(Stored entries)
* * *
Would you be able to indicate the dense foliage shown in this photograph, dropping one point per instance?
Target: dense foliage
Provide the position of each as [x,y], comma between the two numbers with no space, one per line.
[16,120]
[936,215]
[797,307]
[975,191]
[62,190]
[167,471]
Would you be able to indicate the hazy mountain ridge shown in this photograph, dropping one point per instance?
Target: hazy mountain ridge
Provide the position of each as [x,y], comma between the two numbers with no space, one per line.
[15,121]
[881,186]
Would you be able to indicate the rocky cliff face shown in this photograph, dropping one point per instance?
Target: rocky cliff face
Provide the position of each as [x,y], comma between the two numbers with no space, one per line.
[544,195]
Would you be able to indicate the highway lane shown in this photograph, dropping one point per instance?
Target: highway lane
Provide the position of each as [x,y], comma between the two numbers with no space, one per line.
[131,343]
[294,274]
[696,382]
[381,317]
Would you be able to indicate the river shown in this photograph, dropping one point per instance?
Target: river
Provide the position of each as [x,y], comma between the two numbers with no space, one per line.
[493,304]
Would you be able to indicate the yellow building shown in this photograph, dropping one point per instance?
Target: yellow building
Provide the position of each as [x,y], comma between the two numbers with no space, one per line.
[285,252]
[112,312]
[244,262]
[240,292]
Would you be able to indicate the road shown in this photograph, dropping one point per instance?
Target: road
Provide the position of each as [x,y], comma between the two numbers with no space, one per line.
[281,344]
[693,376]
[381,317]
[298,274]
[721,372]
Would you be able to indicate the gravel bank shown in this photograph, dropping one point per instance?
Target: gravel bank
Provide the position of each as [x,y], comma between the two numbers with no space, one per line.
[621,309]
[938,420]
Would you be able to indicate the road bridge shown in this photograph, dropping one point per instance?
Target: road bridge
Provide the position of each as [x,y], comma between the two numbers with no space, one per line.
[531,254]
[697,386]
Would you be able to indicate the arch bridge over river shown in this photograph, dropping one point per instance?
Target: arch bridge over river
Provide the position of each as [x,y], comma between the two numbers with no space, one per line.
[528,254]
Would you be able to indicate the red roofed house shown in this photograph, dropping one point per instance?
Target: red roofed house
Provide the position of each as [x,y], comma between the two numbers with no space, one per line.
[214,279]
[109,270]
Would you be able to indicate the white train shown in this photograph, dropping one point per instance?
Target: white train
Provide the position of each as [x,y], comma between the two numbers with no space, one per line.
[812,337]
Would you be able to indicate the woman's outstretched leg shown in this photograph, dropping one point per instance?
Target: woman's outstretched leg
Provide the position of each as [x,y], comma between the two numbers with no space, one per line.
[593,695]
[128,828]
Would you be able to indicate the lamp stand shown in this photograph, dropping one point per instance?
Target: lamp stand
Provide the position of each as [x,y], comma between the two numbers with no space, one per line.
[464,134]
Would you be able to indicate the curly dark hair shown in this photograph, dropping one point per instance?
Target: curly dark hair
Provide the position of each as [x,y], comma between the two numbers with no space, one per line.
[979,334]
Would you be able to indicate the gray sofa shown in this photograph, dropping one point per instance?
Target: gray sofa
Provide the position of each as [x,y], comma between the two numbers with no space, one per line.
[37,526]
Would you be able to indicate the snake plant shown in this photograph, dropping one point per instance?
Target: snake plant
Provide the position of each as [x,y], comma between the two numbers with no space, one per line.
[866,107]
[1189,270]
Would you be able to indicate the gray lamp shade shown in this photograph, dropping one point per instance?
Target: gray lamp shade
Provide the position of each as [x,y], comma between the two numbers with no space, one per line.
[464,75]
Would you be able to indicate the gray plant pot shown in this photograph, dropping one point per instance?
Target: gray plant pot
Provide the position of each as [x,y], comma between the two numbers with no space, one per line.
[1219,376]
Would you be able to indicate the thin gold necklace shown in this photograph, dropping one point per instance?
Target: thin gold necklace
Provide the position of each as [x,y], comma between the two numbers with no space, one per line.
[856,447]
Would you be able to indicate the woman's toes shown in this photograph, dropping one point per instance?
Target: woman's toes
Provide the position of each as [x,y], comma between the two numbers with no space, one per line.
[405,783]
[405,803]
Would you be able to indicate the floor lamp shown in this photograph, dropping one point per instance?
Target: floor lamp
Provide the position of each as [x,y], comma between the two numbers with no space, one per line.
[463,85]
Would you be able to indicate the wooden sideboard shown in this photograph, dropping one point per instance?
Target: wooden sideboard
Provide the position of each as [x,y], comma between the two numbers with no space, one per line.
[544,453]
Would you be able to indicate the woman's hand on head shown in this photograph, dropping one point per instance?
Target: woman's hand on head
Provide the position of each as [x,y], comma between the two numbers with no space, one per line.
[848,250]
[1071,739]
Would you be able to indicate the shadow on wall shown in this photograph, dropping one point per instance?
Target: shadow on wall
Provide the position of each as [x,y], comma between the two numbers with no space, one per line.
* * *
Copy the data above in full, character for character.

• [Written solution]
Would you be able to indicate the dense foliage shown in this photograph, dropping one point per instance?
Target: dense foliage
Provide the position of each as [x,y], comma between the two numbers with no space, one per line.
[16,120]
[936,215]
[797,307]
[975,191]
[62,190]
[167,471]
Would you be able to indicate the hazy mountain ridge shown in this photograph, dropping one point per instance?
Target: hazy mountain ridge
Provide the position of each as [x,y], comma between the two numbers with no space, one per line.
[15,121]
[881,186]
Would you be able to indicate the rocky cliff face shown in this photograph, dropping one point per instance?
Target: rocky cliff face
Provide the position of each as [x,y], comma between the two numbers with no space, one per line.
[544,195]
Would you be able to indicate the highway lane shown in this photograph, dropping one point per instance?
Target: highway lane
Provide the position of each as [x,y], comma between the two numbers with no space, one per line.
[131,343]
[294,274]
[696,382]
[381,317]
Would you be able to indicate the river shown in this photograph, dropping one point per instance?
Target: river
Provide the position of each as [x,y], comma between the two numbers with no space, one per line.
[493,304]
Would you be able to indicate the yellow building shown in this photograph, dropping one point per instance?
Target: yellow building
Provide the position of each as [x,y], comma between the two numbers with no space, one per line.
[285,252]
[112,312]
[244,262]
[240,292]
Would you be able to indicate the road shown in this photograph, dropping one point per instance?
Target: road
Provide the position of each as [x,y], comma between the two numbers with no space, one per line.
[281,344]
[693,376]
[381,317]
[298,274]
[721,372]
Would you be able to indicate the gravel bank shown in this photograph, dropping one point per instance?
Target: gravel bank
Provide the position of each as [x,y], comma between the two numbers with no space, one per line.
[621,309]
[938,420]
Would you be able to indicate the road bridge shown in this photograph, dropping one point per instance?
Target: road bridge
Provide the position of each as [x,y], comma between the two numbers with no space, one per line.
[531,254]
[697,386]
Would you be able to indicate the arch bridge over river shown in this photograph, dropping one point per instance?
Target: arch bridge over river
Provide the position of each as [x,y], comma between the two numbers with no space, one per line.
[528,254]
Would you be able to indicate the red roofed house shown in this photograph, dropping one point per instance?
Target: red roofed house
Provide the position of each as [x,y], comma between the two numbers with no space, one per line.
[214,279]
[109,270]
Would you be able to indicate the white train shown in this photograph, dropping one point per instance?
Target: white train
Provide the position of each as [x,y], comma between the two numbers with no space, one per line.
[812,337]
Would you be able to indicate the woman's outstretched leg shown in this photograph, dropping one point per instance?
Target: woman's outstretched leg
Provide the position of each as [x,y], comma between the two numbers with no space, one per line.
[593,695]
[128,828]
Would you be able to indicate the lamp stand shown in this photograph, dropping one point per instance?
Target: lamp stand
Provide the position of each as [x,y], comma between the two numbers with no space, one per line.
[464,134]
Would you be able to indicate the curly dark hair shown in this photograph, dropping one point per instance?
Target: curly dark hair
Provide the position of each as [x,y], comma between the two numbers with no space, one per line.
[979,334]
Would you be able to indicate the gray sofa shown in this photograph, dropping one point per instance?
Target: gray sofa
Provide the position of each as [x,y], comma between the two numbers with no space, one per line.
[37,526]
Would you be able to indicate the snake plant shown in this photograph, dropping one point per instance?
Target: snake plant
Provide the position of each as [x,y], comma between the two numbers with no space, one per line.
[866,107]
[1189,270]
Would you be able to indicate the gray lamp shade shown in this photograph, dropping one point per instance?
Target: gray lamp shade
Provide the position of each as [x,y], comma between the two numbers with no space, one per line.
[464,75]
Would you be able to indicate the gray plant pot shown in this photograph, dropping one point per instance?
Target: gray plant pot
Provide the position of each as [x,y], comma between the two numbers with no space, one per line.
[1219,376]
Would you be able to indicate the thin gold necklace shown in this photograph, dropping one point per instance?
Target: thin gold necklace
Provide the position of each as [x,y], comma between the two numbers with no space, one per line.
[856,447]
Would you be able to indicate the woman's toes shown in this photograph, dropping one point per instance?
Target: woman's toes
Provide the position of each as [x,y], comma between the two numbers with no space, one per line.
[405,783]
[405,803]
Would you be able to indicate the floor lamp shown in this photograph, dropping one point per instance?
Target: floor lamp
Provide the position of each as [x,y], comma between the two numbers with no space, one per line.
[463,85]
Would you be able to indicate the wooden sideboard shown in this photograph, dropping one point per instance?
Target: wooden sideboard
Provide the position of each as [x,y], comma between the two numbers with no space, one per line.
[544,453]
Would you be able to indicate the woman's hand on head shown in this photograph, dropping one point per instance?
Target: woman's hand on head
Provide the position of each as [x,y], comma between the two numbers with no space, one per line.
[848,250]
[1071,739]
Would you be able to indicate the shadow on wall shown in this photograph, dropping one point per instance?
Target: shadow on wall
Provide the position of each as [x,y], comma between the two numbers with no space, one per line.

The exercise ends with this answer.